Which lines in the data below contain the word "muddy"? Pull out each of them and copy it in full.

* **RECORDS FOR PROCESSING**
--------------------------------

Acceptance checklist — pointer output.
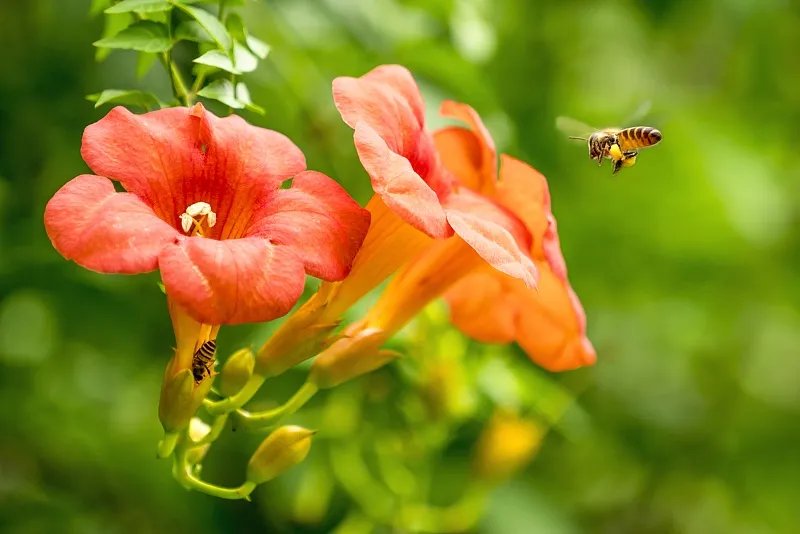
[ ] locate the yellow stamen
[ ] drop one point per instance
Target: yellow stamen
(195, 217)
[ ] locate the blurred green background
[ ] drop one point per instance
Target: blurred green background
(686, 264)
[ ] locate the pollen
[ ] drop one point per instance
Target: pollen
(196, 217)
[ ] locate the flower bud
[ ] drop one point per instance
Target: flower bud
(284, 448)
(198, 430)
(180, 399)
(236, 372)
(349, 357)
(506, 445)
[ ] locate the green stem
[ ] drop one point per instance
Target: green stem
(167, 445)
(182, 471)
(257, 420)
(235, 402)
(198, 82)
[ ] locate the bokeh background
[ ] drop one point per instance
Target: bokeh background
(686, 265)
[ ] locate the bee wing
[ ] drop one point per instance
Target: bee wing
(573, 127)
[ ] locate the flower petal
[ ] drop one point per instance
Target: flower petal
(484, 155)
(319, 221)
(461, 154)
(103, 230)
(175, 157)
(401, 189)
(548, 322)
(552, 328)
(523, 190)
(481, 308)
(495, 234)
(386, 98)
(232, 281)
(385, 109)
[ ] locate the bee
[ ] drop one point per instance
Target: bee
(203, 360)
(620, 145)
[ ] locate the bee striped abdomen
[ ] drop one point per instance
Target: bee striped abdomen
(203, 360)
(638, 137)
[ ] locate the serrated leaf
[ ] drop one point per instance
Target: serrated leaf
(140, 6)
(217, 59)
(243, 96)
(257, 46)
(244, 61)
(222, 91)
(211, 25)
(144, 36)
(128, 97)
(190, 30)
(237, 29)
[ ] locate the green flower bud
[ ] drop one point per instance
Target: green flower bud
(198, 430)
(507, 444)
(236, 372)
(284, 448)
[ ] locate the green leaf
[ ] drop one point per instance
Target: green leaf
(257, 46)
(218, 59)
(127, 97)
(235, 26)
(243, 60)
(144, 36)
(211, 25)
(112, 25)
(144, 63)
(190, 30)
(243, 96)
(239, 32)
(140, 6)
(222, 91)
(98, 6)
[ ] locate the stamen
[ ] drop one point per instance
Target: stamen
(197, 215)
(199, 208)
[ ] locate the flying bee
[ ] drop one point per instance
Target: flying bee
(203, 360)
(620, 145)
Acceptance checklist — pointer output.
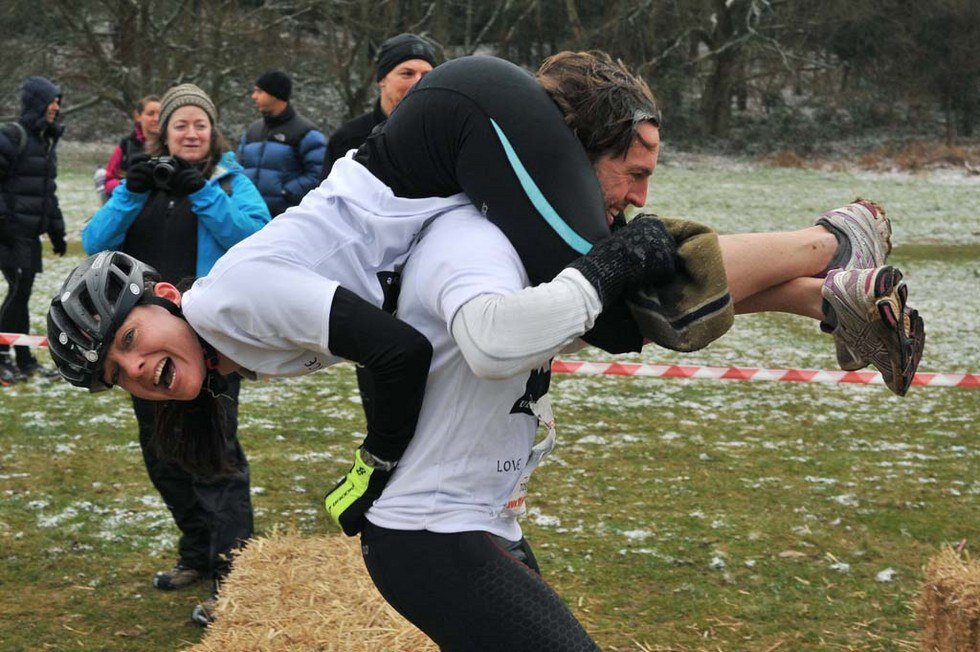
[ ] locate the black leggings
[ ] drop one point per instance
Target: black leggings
(471, 591)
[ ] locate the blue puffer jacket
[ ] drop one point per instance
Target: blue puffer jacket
(222, 221)
(282, 155)
(28, 203)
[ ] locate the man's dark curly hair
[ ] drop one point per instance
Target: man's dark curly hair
(602, 101)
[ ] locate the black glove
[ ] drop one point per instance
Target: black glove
(350, 498)
(187, 178)
(58, 243)
(641, 253)
(139, 175)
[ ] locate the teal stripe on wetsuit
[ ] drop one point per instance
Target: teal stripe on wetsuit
(544, 208)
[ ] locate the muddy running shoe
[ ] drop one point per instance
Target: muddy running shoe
(863, 235)
(204, 613)
(176, 578)
(866, 310)
(9, 374)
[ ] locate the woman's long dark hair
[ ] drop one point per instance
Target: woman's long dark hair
(194, 434)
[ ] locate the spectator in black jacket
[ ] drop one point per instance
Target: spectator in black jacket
(402, 61)
(283, 151)
(28, 209)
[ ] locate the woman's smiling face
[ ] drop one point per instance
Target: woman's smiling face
(156, 355)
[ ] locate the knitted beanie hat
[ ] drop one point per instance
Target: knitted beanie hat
(276, 83)
(402, 48)
(185, 95)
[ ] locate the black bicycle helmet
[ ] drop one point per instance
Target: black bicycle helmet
(85, 314)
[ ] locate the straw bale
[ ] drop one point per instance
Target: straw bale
(948, 609)
(288, 592)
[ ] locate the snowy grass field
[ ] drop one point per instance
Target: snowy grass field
(674, 515)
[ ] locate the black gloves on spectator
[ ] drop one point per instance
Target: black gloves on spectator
(641, 253)
(139, 175)
(58, 243)
(187, 178)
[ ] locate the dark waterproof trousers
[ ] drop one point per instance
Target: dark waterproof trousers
(214, 516)
(14, 314)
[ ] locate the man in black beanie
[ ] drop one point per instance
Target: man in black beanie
(282, 152)
(402, 61)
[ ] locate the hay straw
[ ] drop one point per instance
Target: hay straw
(288, 592)
(949, 604)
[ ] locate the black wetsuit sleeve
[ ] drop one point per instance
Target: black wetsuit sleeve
(397, 357)
(485, 127)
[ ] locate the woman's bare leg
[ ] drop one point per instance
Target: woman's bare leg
(755, 262)
(800, 296)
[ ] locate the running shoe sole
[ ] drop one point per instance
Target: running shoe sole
(892, 336)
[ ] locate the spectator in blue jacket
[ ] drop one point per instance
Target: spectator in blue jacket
(180, 215)
(282, 152)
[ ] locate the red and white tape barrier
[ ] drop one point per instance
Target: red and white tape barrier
(19, 339)
(752, 373)
(699, 372)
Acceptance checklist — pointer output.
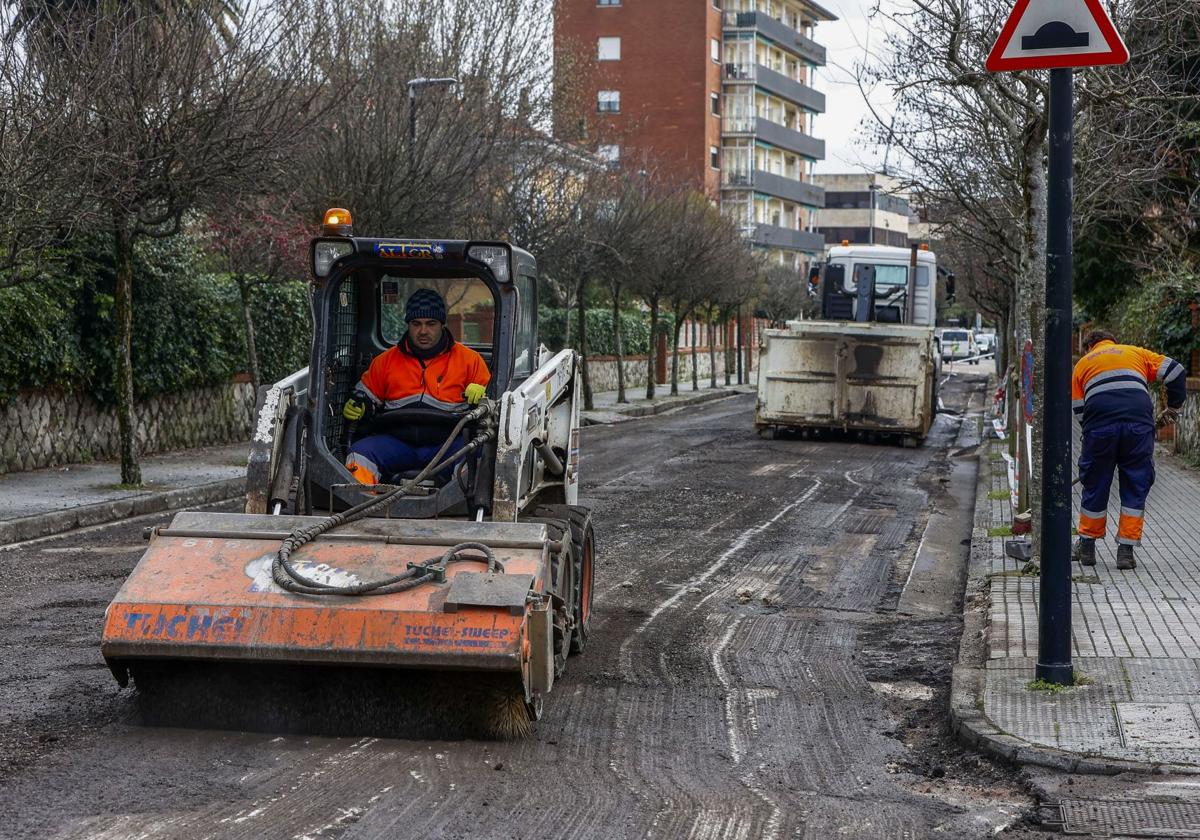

--------------------------------

* **THE ANSWER**
[ ] locate the muddy running shoe
Target: muddy running shoe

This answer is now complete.